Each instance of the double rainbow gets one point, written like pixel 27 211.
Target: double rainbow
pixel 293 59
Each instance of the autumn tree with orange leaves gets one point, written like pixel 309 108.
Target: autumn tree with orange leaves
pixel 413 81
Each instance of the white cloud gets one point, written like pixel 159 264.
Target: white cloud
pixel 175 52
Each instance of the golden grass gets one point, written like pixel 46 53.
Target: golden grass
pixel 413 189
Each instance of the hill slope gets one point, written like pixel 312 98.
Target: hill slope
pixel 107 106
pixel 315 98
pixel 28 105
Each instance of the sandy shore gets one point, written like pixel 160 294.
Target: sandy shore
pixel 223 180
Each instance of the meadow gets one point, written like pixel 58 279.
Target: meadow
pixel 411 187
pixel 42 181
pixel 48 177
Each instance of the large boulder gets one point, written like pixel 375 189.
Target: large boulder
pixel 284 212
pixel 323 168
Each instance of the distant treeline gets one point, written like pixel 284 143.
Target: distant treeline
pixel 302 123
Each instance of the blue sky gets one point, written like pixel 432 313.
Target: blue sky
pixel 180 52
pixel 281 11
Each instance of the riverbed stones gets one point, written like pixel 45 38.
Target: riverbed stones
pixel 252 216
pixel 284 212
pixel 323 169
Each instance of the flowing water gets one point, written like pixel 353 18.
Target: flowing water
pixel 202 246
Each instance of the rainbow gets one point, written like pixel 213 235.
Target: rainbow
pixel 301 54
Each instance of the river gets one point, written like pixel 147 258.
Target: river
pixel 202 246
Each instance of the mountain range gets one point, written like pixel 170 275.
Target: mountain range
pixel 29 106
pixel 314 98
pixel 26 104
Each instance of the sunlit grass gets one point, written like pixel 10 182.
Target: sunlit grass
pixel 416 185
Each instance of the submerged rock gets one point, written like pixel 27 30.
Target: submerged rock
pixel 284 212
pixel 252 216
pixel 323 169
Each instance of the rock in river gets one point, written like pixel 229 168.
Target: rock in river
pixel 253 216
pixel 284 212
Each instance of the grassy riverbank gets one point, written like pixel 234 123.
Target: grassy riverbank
========================
#### YOUR GOAL:
Copy the listing word for word, from its first line through the line containing "pixel 28 105", including both of those lines.

#### RESPONSE TO THIS EXERCISE:
Each instance of the double rainbow gets one point, written like pixel 27 211.
Target: double rainbow
pixel 293 59
Each instance of the autumn tree with orange leaves gets one point, written like pixel 309 108.
Target: autumn tree with orange leaves
pixel 413 81
Each instance of the white cloud gets one point, written like pixel 159 264.
Target: white cloud
pixel 175 52
Each instance of the golden grass gets one point, written like pixel 46 53.
Target: golden grass
pixel 413 189
Each instance of the hill slope gets one point, written like pixel 312 98.
Target: hill slope
pixel 107 106
pixel 315 98
pixel 28 105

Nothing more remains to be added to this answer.